- _TAREA ASIGNADA A_
Transcribe del extracto sobre el compañero de cautiverio de Soljenitsyn el pasaje comprendido entre "Se las debemos" y "de los moribundos.", ambos incluidos.
- _TAREA ASIGNADA B_
Traduce al inglés esta oración del extracto sobre el compañero de cautiverio de Soljenitsyn: "Sin médico ni medicinas, la muerte parecía inevitable".

- _EXTRACTO DEL DOCUMENTO_
------------------------------
“…Entre mis papeles
encuentro ahora un texto que debería haber tenido los honores de toda la prensa
francesa. Nadie lo ha señalado; yo mismo no sabría decir en qué oscuro
periódico semiclandestino fueron reproducidas esas líneas. Podrían sin embargo
figurar, al lado del artículo 58, como una de las páginas maestras para la
profunda comprensión del mundo contemporáneo.
Se las debemos a un
compañero de cautiverio de Soljenitsyn. En 1944, ese hombre se enfermó en un
campo del Archipiélago de una diarrea de pelagra, debida a la subalimentación.
Sin médico ni medicinas, la muerte parecía inevitable. Y relata:
“Ni yo ni ninguno de mis compañeros sabía
de casos de curación. Fui transportado a la barraca de los moribundos.
------------------------------
- _REGISTROS LISTADOS_

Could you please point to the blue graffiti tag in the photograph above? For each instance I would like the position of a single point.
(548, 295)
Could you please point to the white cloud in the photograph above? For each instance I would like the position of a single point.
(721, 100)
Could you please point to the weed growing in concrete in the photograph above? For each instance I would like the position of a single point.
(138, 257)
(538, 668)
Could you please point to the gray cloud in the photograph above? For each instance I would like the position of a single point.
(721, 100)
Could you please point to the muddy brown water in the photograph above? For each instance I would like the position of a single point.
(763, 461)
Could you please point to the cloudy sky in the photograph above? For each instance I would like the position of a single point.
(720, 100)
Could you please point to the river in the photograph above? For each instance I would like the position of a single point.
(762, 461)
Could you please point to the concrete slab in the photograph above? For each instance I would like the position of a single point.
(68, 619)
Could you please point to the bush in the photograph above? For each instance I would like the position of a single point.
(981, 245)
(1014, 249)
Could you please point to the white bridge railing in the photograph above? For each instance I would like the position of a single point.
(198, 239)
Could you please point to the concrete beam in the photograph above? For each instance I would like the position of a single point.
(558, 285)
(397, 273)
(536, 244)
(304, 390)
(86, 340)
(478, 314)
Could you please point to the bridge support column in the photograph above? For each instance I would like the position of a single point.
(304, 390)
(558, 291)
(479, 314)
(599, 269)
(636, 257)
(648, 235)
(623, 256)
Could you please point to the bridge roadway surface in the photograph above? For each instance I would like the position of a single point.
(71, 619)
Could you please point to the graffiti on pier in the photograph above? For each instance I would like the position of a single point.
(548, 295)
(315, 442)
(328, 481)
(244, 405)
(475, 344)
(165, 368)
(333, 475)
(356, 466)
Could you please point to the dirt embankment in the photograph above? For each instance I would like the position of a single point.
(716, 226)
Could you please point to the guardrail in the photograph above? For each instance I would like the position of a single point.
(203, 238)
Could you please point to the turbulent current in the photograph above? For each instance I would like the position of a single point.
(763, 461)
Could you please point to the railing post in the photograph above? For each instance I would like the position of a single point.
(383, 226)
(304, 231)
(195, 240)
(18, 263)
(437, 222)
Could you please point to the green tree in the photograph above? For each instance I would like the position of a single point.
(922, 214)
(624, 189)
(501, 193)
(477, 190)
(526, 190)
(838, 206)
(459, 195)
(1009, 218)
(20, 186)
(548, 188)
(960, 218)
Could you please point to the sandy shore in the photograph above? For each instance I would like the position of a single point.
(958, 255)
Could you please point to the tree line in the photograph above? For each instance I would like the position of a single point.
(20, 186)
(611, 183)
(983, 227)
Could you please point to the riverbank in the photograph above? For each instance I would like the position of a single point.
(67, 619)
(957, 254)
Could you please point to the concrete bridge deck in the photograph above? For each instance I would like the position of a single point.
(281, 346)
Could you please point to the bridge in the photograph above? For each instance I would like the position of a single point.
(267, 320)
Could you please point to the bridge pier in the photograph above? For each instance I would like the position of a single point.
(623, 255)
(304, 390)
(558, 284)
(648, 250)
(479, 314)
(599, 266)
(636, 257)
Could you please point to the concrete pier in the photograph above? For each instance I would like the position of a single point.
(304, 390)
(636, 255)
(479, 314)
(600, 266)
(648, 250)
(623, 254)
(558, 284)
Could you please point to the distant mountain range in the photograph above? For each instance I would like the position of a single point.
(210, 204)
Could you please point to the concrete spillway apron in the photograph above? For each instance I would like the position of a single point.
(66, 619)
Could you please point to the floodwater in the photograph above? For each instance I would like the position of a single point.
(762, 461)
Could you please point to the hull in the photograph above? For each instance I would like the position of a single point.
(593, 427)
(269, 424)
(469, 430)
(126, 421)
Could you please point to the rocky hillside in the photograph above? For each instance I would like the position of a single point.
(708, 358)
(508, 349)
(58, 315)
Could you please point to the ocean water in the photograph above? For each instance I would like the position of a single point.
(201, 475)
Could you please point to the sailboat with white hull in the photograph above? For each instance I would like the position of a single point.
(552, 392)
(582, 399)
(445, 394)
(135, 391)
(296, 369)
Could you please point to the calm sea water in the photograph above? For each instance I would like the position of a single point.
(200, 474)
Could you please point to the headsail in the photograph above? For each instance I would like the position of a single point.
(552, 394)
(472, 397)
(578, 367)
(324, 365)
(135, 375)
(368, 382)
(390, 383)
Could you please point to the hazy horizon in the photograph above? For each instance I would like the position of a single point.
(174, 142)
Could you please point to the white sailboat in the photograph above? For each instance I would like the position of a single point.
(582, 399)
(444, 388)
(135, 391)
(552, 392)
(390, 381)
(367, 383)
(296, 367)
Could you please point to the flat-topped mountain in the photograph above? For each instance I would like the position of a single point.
------------------------------
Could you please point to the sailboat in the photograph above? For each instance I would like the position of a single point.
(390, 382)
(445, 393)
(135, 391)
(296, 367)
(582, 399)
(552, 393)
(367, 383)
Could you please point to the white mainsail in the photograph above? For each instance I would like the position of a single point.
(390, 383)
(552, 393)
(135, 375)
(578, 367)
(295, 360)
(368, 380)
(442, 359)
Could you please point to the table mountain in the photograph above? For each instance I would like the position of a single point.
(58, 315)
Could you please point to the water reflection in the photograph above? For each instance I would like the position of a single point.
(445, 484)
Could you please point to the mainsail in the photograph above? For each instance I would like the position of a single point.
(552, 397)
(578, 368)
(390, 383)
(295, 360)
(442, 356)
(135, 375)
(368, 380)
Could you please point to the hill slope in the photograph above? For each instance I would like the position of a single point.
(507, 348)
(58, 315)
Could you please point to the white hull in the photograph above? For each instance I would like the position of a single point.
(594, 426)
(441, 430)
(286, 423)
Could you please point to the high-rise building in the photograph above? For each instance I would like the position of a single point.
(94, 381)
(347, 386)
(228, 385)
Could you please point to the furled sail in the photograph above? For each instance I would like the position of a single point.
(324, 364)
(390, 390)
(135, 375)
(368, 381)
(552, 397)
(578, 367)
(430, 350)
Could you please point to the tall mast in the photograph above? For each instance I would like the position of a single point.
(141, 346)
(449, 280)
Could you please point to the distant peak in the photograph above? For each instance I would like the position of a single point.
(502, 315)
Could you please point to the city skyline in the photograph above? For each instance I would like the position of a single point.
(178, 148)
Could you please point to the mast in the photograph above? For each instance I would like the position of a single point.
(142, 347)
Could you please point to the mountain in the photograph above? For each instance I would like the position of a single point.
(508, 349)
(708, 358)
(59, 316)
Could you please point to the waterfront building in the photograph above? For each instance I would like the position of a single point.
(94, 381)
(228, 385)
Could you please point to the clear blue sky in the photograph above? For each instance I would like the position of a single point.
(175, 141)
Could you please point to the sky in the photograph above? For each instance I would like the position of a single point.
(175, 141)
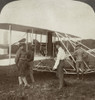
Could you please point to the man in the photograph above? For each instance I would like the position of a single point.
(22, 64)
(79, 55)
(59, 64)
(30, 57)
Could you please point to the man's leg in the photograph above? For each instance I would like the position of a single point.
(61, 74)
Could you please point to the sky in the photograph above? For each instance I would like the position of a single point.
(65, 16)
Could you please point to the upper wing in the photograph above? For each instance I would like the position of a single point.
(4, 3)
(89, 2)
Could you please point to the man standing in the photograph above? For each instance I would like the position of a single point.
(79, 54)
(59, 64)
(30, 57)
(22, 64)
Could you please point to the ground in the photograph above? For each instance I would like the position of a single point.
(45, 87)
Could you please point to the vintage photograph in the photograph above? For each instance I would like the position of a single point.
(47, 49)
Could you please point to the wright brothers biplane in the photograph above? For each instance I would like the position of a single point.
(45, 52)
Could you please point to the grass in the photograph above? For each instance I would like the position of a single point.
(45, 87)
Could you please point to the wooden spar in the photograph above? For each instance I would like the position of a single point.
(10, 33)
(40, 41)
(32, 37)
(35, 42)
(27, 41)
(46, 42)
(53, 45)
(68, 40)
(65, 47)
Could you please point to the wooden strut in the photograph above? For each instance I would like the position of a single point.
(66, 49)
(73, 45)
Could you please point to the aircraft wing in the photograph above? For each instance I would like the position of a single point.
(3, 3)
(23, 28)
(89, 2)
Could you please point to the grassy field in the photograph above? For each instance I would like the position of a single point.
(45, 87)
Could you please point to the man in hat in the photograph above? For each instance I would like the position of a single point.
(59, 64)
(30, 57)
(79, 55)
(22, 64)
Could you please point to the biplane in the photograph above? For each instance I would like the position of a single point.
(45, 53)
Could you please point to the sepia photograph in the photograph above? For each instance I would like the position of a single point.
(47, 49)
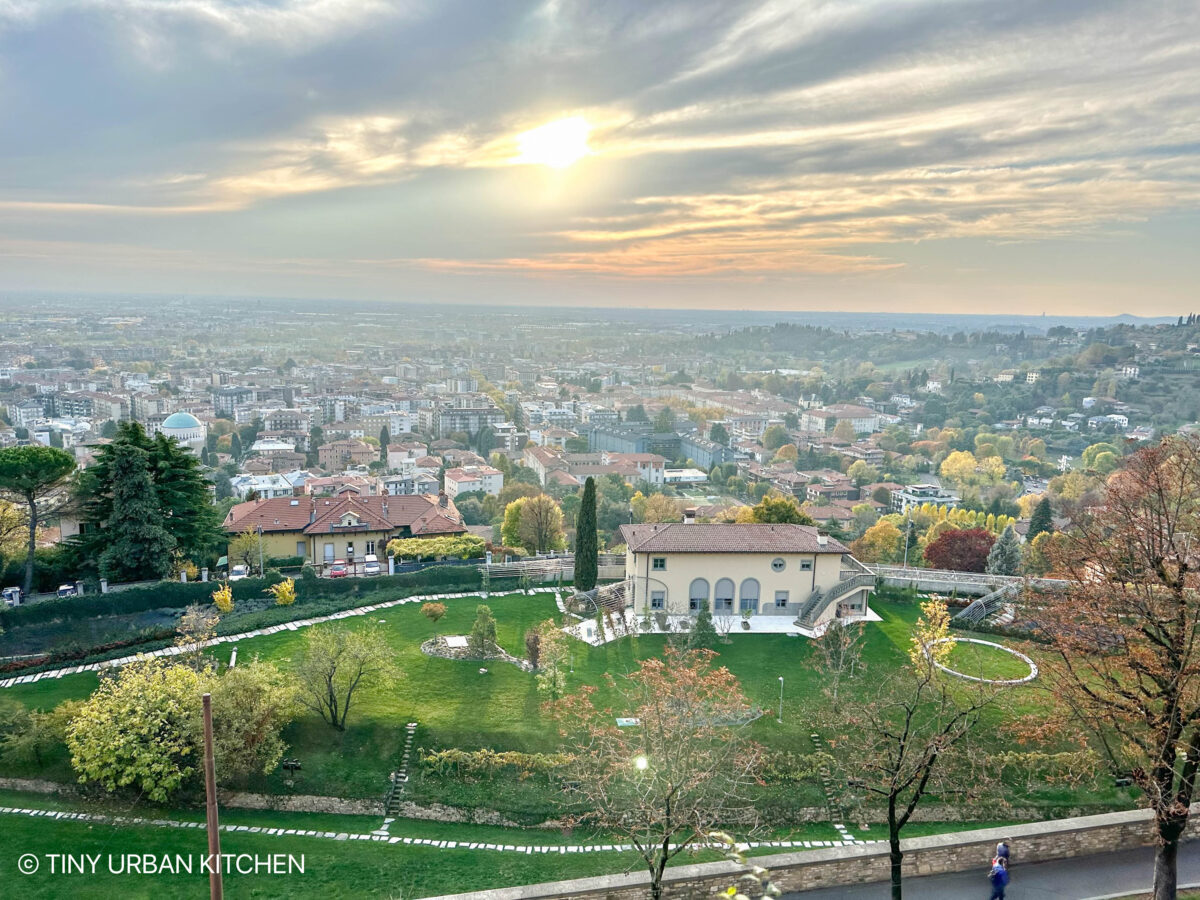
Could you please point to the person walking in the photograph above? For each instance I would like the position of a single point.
------------------------------
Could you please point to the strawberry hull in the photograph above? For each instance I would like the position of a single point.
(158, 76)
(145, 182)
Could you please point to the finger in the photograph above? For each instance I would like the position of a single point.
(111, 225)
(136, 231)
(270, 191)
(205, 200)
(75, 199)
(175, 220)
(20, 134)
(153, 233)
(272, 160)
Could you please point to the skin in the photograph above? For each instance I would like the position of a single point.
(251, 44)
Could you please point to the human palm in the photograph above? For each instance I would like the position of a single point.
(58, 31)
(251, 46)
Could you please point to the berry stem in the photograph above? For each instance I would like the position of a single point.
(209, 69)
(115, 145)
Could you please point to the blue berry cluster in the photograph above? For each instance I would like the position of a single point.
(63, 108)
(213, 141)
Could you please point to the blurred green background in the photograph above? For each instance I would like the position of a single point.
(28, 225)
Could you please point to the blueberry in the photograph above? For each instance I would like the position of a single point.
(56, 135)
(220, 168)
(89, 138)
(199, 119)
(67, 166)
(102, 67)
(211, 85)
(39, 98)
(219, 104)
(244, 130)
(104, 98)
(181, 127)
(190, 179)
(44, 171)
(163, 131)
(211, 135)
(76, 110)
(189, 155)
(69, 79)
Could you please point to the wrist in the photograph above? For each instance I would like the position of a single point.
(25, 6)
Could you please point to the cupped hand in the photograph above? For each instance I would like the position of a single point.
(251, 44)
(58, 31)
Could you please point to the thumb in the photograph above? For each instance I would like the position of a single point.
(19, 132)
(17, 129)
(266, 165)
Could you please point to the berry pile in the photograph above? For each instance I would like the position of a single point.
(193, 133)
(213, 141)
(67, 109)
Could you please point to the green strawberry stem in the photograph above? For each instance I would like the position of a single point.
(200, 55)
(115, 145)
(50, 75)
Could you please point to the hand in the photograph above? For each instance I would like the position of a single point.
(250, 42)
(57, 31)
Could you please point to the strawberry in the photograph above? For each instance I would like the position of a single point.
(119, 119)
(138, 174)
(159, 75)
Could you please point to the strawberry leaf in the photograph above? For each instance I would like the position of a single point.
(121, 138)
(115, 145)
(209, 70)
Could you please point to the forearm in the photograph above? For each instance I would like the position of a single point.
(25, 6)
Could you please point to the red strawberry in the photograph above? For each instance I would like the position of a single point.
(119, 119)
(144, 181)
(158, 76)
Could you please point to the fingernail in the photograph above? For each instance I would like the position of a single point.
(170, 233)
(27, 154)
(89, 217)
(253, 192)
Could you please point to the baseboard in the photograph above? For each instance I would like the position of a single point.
------------------------------
- _RESPUESTA ESPERADA A_
Se las debemos a un
compañero de cautiverio de Soljenitsyn. En 1944, ese hombre se enfermó en un
campo del Archipiélago de una diarrea de pelagra, debida a la subalimentación.
Sin médico ni medicinas, la muerte parecía inevitable. Y relata:
“Ni yo ni ninguno de mis compañeros sabía
de casos de curación. Fui transportado a la barraca de los moribundos.

- _RESPUESTA ESPERADA B_
Without a doctor or medicine, death seemed inevitable.